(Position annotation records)
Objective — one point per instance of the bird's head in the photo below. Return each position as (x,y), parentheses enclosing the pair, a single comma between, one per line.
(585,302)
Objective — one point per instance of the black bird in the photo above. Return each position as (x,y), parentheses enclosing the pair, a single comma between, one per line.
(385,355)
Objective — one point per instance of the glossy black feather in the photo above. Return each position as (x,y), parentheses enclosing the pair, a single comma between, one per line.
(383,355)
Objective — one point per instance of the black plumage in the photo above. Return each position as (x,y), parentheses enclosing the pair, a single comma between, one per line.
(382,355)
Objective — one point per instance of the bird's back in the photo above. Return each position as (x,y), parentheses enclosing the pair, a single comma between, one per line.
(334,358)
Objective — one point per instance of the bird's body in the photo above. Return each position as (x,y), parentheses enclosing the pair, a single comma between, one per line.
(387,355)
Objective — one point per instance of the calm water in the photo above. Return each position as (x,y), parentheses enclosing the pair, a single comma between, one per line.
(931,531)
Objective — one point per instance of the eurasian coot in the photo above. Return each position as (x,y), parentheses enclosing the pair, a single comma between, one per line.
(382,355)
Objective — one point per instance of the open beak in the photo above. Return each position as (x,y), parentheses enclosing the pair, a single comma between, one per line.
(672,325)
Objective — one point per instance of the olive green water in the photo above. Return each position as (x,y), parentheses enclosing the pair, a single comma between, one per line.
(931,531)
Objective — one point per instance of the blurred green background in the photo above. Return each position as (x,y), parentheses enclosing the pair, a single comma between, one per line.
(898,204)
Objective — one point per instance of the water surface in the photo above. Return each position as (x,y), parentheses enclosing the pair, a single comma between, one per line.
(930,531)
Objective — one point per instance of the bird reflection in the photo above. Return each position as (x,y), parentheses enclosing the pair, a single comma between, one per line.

-- Problem details --
Retype the listing exactly, in full.

-- Expected output --
Objective — one point per instance of the bird's head in the photo below. Return each position as (x,y), parentheses enclosing the pair, a single comma between, one per line.
(585,302)
Objective — one point per instance of the black bird in the photo above. Return each position as (x,y), parentheses enclosing the pair, a single comma between, one per line.
(385,355)
Objective — one point per instance of the glossy black feather in the photo above. Return each position as (x,y), parentheses enclosing the pair, a single comma between, one per line.
(383,355)
Objective — one point per instance of the black plumage in the photo above. Return each position as (x,y), parentheses enclosing the pair, a single comma between, one per line.
(382,355)
Objective — one point per instance of the bird's back in the photo above. Return each position as (x,y), parentheses enclosing the pair, a single comma between, one per line.
(334,358)
Objective — one point per instance of the bird's body in the photo above. Return each position as (x,y), parentheses enclosing the pair, a single comma between, one per line.
(387,355)
Objective — one point per instance of the calm water in the photo above. Return each position as (x,y), parentheses enclosing the pair, a single comma between, one per line.
(931,531)
Objective — one point per instance of the eurasian coot in the photo above. Return each position as (x,y), parentheses enclosing the pair, a single comma between, one per line.
(382,355)
Objective — one point per instance of the open beak in the photo above. Return each position as (x,y), parentheses enclosing the pair, a single comma between, one per line.
(672,325)
Objective — one point per instance of the olive green water in the photo above. Return each position as (x,y), parentheses enclosing the pair, a single comma between, one per line.
(931,531)
Objective — one point per instance of the blurred green background in the photo above. Return each position as (x,y), parentheses enclosing the pair, a single comma between, one per line.
(898,204)
Objective — one point per instance of the water surface in the photo above. Return each position as (x,y), parentheses enclosing the pair, a single comma between, one per line.
(930,531)
Objective — one point per instance of the bird reflection in the photo above. Return each position as (x,y), parentheses enclosing the pair, a single comma between, one per line.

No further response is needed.